Given instruction
Reproduce each record below exactly as written.

###

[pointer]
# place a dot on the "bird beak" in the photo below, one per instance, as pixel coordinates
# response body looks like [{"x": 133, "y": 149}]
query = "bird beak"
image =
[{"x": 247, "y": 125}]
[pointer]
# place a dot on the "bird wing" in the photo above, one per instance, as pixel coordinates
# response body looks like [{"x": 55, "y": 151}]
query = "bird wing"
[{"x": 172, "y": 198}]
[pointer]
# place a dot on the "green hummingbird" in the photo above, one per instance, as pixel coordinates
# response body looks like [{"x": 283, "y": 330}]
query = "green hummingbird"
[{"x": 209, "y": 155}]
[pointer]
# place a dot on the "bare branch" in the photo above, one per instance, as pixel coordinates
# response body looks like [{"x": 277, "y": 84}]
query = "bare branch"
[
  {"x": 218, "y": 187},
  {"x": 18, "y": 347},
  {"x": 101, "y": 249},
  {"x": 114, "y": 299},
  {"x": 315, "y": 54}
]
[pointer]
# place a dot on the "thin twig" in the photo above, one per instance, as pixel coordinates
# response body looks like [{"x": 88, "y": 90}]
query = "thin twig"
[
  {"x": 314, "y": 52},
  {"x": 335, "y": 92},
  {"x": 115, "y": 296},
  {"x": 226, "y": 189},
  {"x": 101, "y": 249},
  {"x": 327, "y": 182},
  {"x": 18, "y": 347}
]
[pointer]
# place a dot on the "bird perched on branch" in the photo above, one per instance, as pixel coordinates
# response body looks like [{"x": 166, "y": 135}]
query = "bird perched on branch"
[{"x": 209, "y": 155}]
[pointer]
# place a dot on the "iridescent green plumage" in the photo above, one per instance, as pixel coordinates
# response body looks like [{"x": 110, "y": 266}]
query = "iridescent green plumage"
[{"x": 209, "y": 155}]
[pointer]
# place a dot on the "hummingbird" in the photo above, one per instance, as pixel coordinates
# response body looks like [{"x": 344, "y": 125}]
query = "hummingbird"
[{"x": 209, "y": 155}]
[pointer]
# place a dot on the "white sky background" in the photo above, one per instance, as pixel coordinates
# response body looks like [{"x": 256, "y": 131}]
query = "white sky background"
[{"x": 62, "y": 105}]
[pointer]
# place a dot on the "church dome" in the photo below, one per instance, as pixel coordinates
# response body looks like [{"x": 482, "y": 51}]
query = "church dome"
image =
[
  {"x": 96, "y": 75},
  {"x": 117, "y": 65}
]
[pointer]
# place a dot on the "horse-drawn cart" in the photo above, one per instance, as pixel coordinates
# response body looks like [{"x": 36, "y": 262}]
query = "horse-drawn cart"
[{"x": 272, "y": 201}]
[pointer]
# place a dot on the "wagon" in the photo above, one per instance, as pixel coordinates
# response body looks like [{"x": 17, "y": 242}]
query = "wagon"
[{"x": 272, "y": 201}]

###

Correct response
[pointer]
# place a dot on the "bird beak" in the photo below, one per instance, as pixel coordinates
# response body looks like [{"x": 133, "y": 149}]
query = "bird beak"
image =
[{"x": 247, "y": 125}]
[pointer]
# place a dot on the "bird wing" in the photo above, one per instance, as pixel coordinates
# response body looks like [{"x": 55, "y": 151}]
query = "bird wing"
[{"x": 172, "y": 198}]
[pointer]
# place a dot on the "green hummingbird" in the photo above, one per instance, as pixel coordinates
# response body looks like [{"x": 283, "y": 330}]
query = "green hummingbird"
[{"x": 209, "y": 155}]
[pointer]
# place a dot on the "bare branch" in the photo above, one per instance, as pixel coordinates
# response body looks like [{"x": 277, "y": 84}]
query = "bare branch"
[
  {"x": 218, "y": 187},
  {"x": 18, "y": 347},
  {"x": 101, "y": 249},
  {"x": 114, "y": 299},
  {"x": 315, "y": 54}
]
[pointer]
# place a dot on the "thin twig" in the photo above, one per instance, as pixel coordinates
# response body looks like [{"x": 88, "y": 90}]
query = "thin twig"
[
  {"x": 314, "y": 52},
  {"x": 335, "y": 92},
  {"x": 115, "y": 296},
  {"x": 226, "y": 189},
  {"x": 101, "y": 249},
  {"x": 327, "y": 182},
  {"x": 18, "y": 347}
]
[pointer]
# place a dot on the "bird perched on branch" in the photo above, one per instance, as pixel coordinates
# response body looks like [{"x": 166, "y": 135}]
query = "bird perched on branch"
[{"x": 209, "y": 155}]
[pointer]
# place a dot on the "iridescent green plumage" in the photo above, one per instance, as pixel coordinates
# response body looks like [{"x": 110, "y": 266}]
query = "iridescent green plumage"
[{"x": 209, "y": 155}]
[pointer]
# place a dot on the "hummingbird" in the photo above, one per instance, as pixel coordinates
# response body looks like [{"x": 344, "y": 125}]
query = "hummingbird"
[{"x": 209, "y": 155}]
[pointer]
# place a dot on the "white sky background" in the photo above, one per instance, as pixel coordinates
# response body looks like [{"x": 256, "y": 131}]
query = "white sky background"
[{"x": 62, "y": 105}]
[pointer]
# place a dot on the "church dome" in the photo below, one per instance, as pixel coordinates
# response body looks like [{"x": 482, "y": 51}]
query = "church dome"
image =
[
  {"x": 96, "y": 75},
  {"x": 117, "y": 65}
]
[pointer]
# place a dot on the "horse-drawn cart" in the photo above, one per instance, as pixel coordinates
# response body looks like [{"x": 36, "y": 262}]
query = "horse-drawn cart"
[{"x": 272, "y": 201}]
[pointer]
# place a dot on the "wagon" in the photo above, one per instance, as pixel coordinates
# response body looks like [{"x": 17, "y": 242}]
query = "wagon"
[{"x": 272, "y": 201}]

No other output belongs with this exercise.